◆ **Excerpted data**
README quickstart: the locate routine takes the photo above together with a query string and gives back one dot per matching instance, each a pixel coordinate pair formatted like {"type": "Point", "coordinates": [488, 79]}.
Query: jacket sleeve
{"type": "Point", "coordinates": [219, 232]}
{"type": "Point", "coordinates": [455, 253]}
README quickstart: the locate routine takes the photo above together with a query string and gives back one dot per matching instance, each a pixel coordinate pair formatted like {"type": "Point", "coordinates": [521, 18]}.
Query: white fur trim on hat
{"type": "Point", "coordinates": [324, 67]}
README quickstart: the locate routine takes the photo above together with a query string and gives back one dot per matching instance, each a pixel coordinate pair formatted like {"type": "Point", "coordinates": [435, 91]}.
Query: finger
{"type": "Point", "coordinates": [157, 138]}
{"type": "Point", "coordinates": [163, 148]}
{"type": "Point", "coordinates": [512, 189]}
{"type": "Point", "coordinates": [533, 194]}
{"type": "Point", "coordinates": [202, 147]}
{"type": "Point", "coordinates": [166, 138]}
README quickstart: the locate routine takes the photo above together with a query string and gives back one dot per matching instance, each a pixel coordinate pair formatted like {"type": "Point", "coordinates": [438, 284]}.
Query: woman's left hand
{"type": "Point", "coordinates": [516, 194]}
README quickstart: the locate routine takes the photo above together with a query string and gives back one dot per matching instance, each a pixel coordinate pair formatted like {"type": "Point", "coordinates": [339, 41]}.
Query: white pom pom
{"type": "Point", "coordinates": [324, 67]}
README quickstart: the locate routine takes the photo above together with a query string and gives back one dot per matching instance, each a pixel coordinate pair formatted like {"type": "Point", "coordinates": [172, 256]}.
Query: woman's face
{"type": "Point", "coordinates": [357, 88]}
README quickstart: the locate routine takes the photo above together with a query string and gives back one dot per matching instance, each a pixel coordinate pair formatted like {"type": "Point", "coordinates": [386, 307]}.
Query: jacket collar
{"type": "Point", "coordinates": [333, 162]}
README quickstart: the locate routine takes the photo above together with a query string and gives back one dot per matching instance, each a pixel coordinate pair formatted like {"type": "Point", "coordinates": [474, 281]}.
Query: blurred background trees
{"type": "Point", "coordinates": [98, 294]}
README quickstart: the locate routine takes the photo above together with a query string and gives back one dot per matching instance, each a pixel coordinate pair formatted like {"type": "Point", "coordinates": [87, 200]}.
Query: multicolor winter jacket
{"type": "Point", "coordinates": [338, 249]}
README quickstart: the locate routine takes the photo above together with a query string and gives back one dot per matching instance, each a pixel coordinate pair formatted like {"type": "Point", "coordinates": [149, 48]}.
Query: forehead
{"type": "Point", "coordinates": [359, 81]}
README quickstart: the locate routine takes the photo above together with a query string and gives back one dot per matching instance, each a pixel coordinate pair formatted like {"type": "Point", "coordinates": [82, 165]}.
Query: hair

◆ **Work to complete**
Gather each line above that contains the string "woman" and copy those lines.

◆ **The result**
Query: woman's left hand
Query: woman's face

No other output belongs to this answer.